### [任务要求]
根据给定文本回答以下三个问题。
1. 该论文刊登在哪份期刊的哪一期？
2. 江苏省自然科学基金资助项目的编号是什么？
3. 摘要指出，方向余弦矩阵复特征向量的虚部与实部之间有什么关系？

### [给定文本]

方向余弦矩阵的特征值与特征向量及其性质研究  

作　　者：张建书[1,2] 陈菲菲 Zhang Jianshu;Chen Feifei(National Key Laboratory of Complex Multibody System Dynamics,Nanjing University of Science and Technology,Nanjing 210094,China;School of Energy and Power Engineering,Nanjing University of Science and Technology,Nanjing 210094,China)

机构地区：[1]南京理工大学复杂多体系统动力学全国重点实验室,江苏南京210094 [2]南京理工大学能源与动力工程学院,江苏南京210094

出　　处：《南京理工大学学报》2025年第1期25-31,共7页Journal of Nanjing University of Science and Technology

基　　金：中央高校基本科研业务费专项资金(30924010302);江苏省自然科学基金(BK20241430)。

摘　　要：用来描述两右手笛卡尔直角坐标系相对方位的方向余弦矩阵是计算力学、计算图形学、导航与控制、机器人等领域中最基本的运算量之一。现有文献已经阐明:2个方位不同的坐标系之间的方向余弦矩阵有3个模为1的特征值,其中一个是实数1,其余2个为一对共轭复数;实特征值1表明两坐标系的相对方位可以通过一次简单转动来描述,与实特征值1对应的特征向量与该简单转动的转轴共线;复特征值指数的模等于该简单转动的转角。该文给出了上述实特征值1对应的特征向量性质的几何证明,并重点研究了方向余弦矩阵复特征值对应的复特征向量的性质,通过证明得出:复特征向量的虚部与实部相互垂直且模相等,虚部与实部的叉积与简单转动的转轴共线且同向。最后通过数值算例对方向余弦矩阵的特征值与特征向量的上述性质进行了验证。The direction cosine matrix,which is used to describe the relative orientation of two right-hand Cartesian rectangular coordinate systems,is one of the most basic operands in computational mechanics,computational graphics,navigation and control,as well as robotics.It has been stated in the existing literature that the direction cosine matrix between two coordinate systems with different orientation has three eigenvalues of unity magnitude,one of which is a real number one,and the other two are a pair of conjugate complex numbers.The real eigenvalue one indicates that the relative orientation of two coordinate systems can be described by a simple rotation,and the corresponding eigenvector is collinear with the rotation axis of the simple rotation.The magnitudes of the exponentials of the complex eigenvalues are equal to the angle of the simple rotation.The property of the eigenvector corresponding to the real number one is proved in a geometrical way in this paper,followed by the main concern of the properties of the complex eigenvectors corresponding to the complex eigenvalues of the direction cosine matrix.It is proved that the imaginary and real parts of the complex eigenvectors of the direction cosine matrix are perpendicular to each other and their magnitudes are equal.The cross product of the imaginary and real parts is collinear to and in the same direction as the axis of simple rotation.Finally,the above properties of eigenvalues and eigenvectors of direction cosine matrix are verified by numerical examples.

### [所示数据]
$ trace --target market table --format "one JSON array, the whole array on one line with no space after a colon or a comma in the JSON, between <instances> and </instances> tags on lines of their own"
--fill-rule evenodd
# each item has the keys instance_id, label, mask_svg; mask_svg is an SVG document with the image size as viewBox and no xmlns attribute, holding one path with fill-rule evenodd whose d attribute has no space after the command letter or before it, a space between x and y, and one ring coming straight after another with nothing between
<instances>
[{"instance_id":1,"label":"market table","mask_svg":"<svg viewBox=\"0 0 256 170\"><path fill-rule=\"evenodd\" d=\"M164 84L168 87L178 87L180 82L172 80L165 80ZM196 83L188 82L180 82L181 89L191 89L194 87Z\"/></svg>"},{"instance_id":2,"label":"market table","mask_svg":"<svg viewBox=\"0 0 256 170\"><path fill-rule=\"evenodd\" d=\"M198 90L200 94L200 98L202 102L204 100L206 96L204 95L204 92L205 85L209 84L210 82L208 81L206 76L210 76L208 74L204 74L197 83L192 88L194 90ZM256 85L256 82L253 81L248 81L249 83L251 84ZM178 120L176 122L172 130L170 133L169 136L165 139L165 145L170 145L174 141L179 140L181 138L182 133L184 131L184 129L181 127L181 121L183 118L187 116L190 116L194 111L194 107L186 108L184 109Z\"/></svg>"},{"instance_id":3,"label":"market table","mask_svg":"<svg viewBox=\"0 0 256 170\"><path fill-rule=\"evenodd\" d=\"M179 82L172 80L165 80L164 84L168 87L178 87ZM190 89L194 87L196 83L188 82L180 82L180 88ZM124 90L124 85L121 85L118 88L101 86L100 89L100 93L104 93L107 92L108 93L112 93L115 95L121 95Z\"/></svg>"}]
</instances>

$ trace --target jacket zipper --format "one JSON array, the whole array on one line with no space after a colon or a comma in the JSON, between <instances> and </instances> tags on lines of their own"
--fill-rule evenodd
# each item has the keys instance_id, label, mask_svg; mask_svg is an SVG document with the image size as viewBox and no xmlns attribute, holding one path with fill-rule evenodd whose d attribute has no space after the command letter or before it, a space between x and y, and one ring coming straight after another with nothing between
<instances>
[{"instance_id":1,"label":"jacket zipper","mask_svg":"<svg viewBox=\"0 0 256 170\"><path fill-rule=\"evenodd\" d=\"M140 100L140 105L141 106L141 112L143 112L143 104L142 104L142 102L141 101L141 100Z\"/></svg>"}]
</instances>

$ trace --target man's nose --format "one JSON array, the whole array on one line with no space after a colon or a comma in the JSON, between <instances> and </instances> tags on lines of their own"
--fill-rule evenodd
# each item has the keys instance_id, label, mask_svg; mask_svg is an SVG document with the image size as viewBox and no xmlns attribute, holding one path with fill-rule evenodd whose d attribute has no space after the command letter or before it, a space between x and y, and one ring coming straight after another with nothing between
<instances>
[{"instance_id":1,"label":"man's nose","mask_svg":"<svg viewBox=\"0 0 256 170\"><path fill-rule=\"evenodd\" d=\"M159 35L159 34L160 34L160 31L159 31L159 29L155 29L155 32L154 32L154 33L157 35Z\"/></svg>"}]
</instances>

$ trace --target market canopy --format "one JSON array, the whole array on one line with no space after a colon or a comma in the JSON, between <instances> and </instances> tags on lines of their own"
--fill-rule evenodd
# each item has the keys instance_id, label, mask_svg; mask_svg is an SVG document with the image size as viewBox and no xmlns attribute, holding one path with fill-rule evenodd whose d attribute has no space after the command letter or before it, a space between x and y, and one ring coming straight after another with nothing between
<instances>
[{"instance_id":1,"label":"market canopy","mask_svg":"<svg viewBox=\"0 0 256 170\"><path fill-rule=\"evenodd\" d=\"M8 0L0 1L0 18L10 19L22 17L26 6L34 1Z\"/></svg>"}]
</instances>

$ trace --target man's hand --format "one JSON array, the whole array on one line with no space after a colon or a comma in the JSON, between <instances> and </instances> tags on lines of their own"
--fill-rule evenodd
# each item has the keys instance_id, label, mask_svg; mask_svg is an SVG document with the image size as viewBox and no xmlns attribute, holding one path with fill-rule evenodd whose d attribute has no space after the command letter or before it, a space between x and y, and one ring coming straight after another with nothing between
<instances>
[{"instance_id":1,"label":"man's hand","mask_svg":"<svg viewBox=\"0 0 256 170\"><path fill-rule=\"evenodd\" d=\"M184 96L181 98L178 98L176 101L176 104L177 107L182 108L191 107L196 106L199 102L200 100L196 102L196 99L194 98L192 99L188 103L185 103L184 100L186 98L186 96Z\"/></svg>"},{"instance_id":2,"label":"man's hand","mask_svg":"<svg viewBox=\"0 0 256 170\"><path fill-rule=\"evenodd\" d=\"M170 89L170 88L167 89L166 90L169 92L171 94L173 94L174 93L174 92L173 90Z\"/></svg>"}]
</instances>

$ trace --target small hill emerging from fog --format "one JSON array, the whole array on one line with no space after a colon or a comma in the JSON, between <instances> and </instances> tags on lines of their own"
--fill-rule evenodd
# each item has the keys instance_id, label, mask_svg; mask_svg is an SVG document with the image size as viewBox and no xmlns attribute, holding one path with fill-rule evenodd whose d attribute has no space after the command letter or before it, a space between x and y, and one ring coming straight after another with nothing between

### [完成结果]
1. 《南京理工大学学报》2025年第1期。
2. BK20241430。
3. 虚部与实部相互垂直且模相等。